Lincoln Middle School is a middle school in the Deering Center neighborhood of Portland, Maine. The school is located on Stevens Avenue. The principal of the school as of the 2022–2023 school year is Aris Ayala. Lincoln Middle school is divided into houses, two for 7th and 8th grade and three for 6th grade. The students at Lincoln primarily come from three-four of Portland's many elementary schools, Riverton, Rowe, Longfellow, and Ocean Avenue. The mascot of Lincoln Middle School is the Lion.

==History==
Lincoln Middle School was erected in 1897 and opened in 1899 as Deering High School. In 1913 an annex of 18 classrooms was added to the structure due to the increasing number of students enrolling in Deering High School. On May 21, 1921 a fire broke out in the Library of Deering High School. During the fire, Captain James C. Kent was killed when the roof collapsed upon him. He died later of internal injuries. The school was rebuilt that year. In 1923 the student body overpopulated Deering so a new Deering High School was built further down Stevens Avenue and the current Deering High School became Deering Junior High. In 1925 Deering decided to change its name and rename it in honor of the 16th President, Abraham Lincoln, so Deering Junior High became Lincoln Junior High School.

## The data

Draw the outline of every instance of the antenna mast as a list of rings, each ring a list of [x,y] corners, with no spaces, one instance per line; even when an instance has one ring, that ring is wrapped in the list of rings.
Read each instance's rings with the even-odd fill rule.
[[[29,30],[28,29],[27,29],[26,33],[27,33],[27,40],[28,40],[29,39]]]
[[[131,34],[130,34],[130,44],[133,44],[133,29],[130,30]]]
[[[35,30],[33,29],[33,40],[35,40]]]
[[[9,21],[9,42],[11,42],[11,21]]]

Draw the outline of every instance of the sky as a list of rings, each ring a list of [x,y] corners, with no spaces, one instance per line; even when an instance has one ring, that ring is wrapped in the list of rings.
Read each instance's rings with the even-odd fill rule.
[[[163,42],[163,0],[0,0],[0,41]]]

## Work order
Answer these from the Lincoln Middle School text:
1. On what street is the school located?
2. How many classrooms did the 1913 annex add?
3. In what year did Deering Junior High become Lincoln Junior High School?
This data has nothing to do with the Lincoln Middle School text.

## Solution to the exercise
1. Stevens Avenue
2. 18
3. 1925